** Start TEXT SECTION **
Culture/Drama/Kabuki

The last time the Japanese tried to break free of the mold, their creative liberation found a wonderfully irreverent and expressive venue in kabuki, which in turn fostered the enchantment of the Floating World. The historic Japanese taste for the male idyll that dominated kabuki paralleled that of the ancient Greeks, and would seem to have emulated the Greek tradition of the patron taking a young man under wing for purposes both sordid and sublime. In a traditional society such as Japan that afforded women little opportunity for public participation, it was perhaps inevitable that the collegiality and camaraderie of samurai and their young consorts would find expression in the artistic venues of drama and literature. But sadly, it all seems to have been a one-off phenomenon, and the continuing inability of most Japanese to freely express themselves is part of the fabric of their social straitjacket accounts for their obsession with conformity, which in turn produces such pathologies as epidemic suicide, rote memorization in lieu of creative thinking, and the disparity between their overwrought sense of social protocol at home and their behavior abroad–which has ranged from astonishing presumptuousness to epic greed to bloodthirsty horror.

Culture/Jomon Culture

The early beginnings of a culture do seem to establish lasting patterns: rice culture, for example, demanded an extraordinary degree of cooperative endeavor that many suspect that it formed the basis for Japanese society’s obsession with doing things by consensus.

Culture/Kites

Telling a Japanese to go fly a kite carries a very different connotation, given their passion for these things that makes for one of Japan’s most fabled festivals.

Culture/Fujiyama

Shintoism populates the Japanese spiritual and natural environment with spirits of countless varieties, much as the Hawaiians did with their 400,000 gods, and Mt. Fuji stands at the very pinnacle of this pantheon. Shintoism reflects the Japanese reverence for nature and the sense of man’s place in the skein of spirits that populate the home-island habitat of the Japanese. The mystical framework of the Japanese cosmology shows in the sense of ritual implicit in their daily behavior, and it shows the Japanese to be an extraordinarily imaginative people who will continue to be fascinated by that which is novel and foreign. But the flip side of fascination is fear, and the more the Japanese are constrained by ritual, the more extreme their behavior becomes when liberated from the social straightjacket.

Culture/Language

The Japanese are absolutely convinced that Westerners cannot acquire an understanding of their language. No surprise, given their belief that they are unique and utterly different from the rest of the human race.

Culture/Language

They say that in order to understand the culture of a people, one must understand their language. The Chinese calligraphy that formed the basis of much of Japan’s written language and its artistic and philosophical canon could only be mastered by the scholar-artist. But such calligraphy, though well suited indeed to poetry, philosophical epigrams, and the cultivation of an artistic turn of mind, was supremely ill suited to science and technology. The introduction of katakana for the purpose of alphabetizing foreign words helped immensely to bridge the gulf that the introduction of Western technology itself could not.

Culture/Literature

We’re so used to thinking of Japanese literature in terms of the Floating World genre of The Tale of Genji that depicts classical Japanese romanticism that it’s a bit of a surprise to encounter fiction that’s accessible to Westerners in familiar terms, yet which compellingly portrays the Japanese psyche. To that end, I would enthusiastically recommend the writings of Yukio Mishima: his cycle of novels called The Sea of Fertility makes for a fascinating read that provides unparalleled insight into the modern Japanese character.
** End TEXT SECTION **
# [DESCRIPTION OF THE TASK]
Can you return the notes on Japanese culture word for word, from "Culture/Jomon Culture" to "most fabled festivals."?
** Start MATERIAL **
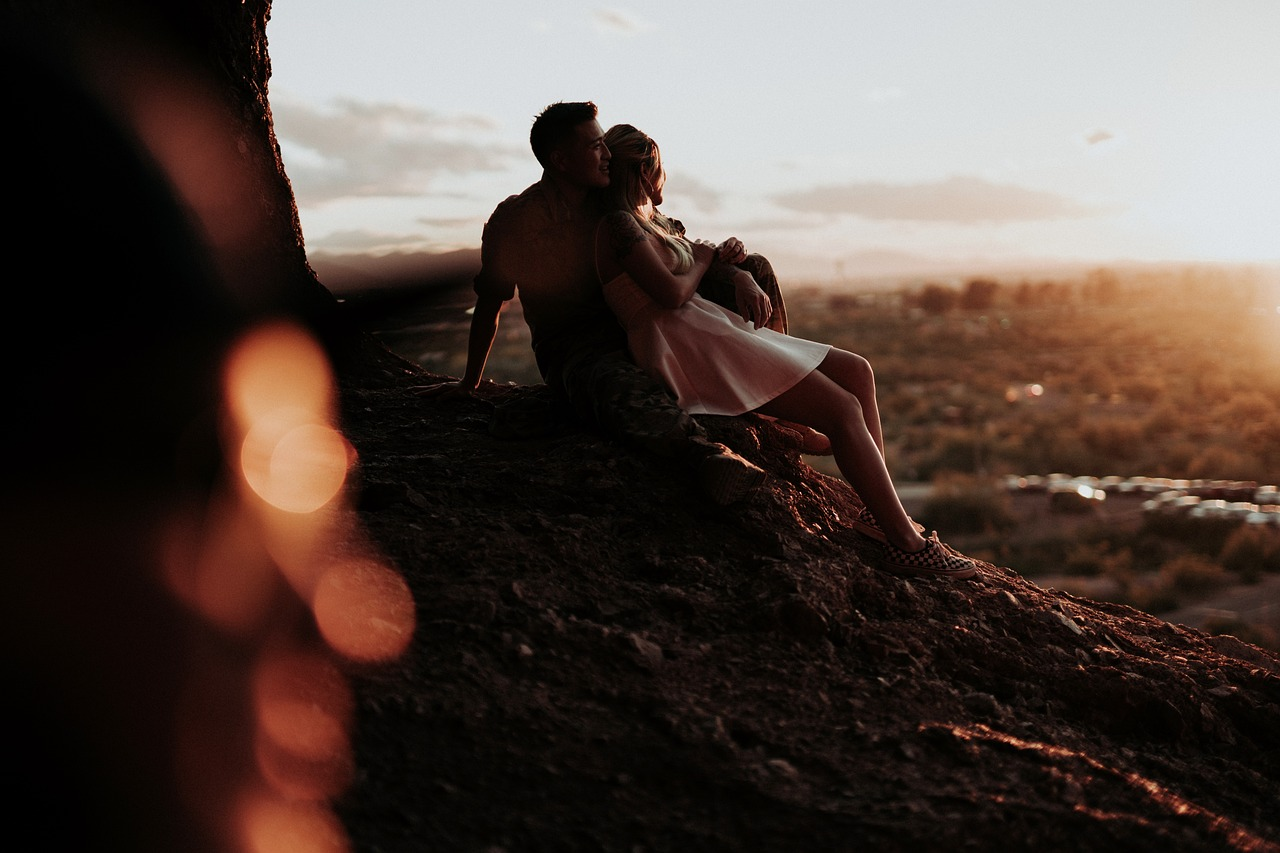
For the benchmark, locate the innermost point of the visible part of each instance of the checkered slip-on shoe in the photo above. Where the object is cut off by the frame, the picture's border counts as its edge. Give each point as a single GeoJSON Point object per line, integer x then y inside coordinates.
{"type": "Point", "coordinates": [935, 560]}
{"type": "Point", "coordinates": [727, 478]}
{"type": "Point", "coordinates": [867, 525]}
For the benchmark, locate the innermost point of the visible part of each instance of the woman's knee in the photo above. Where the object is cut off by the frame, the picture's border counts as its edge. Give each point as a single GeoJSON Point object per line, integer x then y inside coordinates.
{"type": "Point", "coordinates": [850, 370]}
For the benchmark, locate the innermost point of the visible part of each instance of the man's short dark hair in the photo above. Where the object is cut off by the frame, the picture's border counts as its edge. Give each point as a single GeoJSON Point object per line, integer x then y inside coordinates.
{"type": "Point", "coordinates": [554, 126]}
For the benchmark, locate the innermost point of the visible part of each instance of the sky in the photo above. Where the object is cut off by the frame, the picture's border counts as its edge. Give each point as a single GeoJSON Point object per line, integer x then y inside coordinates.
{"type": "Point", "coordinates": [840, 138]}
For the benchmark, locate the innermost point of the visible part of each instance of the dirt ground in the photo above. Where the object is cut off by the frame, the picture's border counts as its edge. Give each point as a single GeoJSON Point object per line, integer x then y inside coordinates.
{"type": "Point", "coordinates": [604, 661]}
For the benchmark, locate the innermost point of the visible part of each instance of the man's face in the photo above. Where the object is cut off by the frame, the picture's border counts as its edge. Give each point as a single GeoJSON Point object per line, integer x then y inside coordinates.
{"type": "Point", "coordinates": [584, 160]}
** End MATERIAL **
# [WORKED ANSWER]
Culture/Jomon Culture

The early beginnings of a culture do seem to establish lasting patterns: rice culture, for example, demanded an extraordinary degree of cooperative endeavor that many suspect that it formed the basis for Japanese society’s obsession with doing things by consensus.

Culture/Kites

Telling a Japanese to go fly a kite carries a very different connotation, given their passion for these things that makes for one of Japan’s most fabled festivals.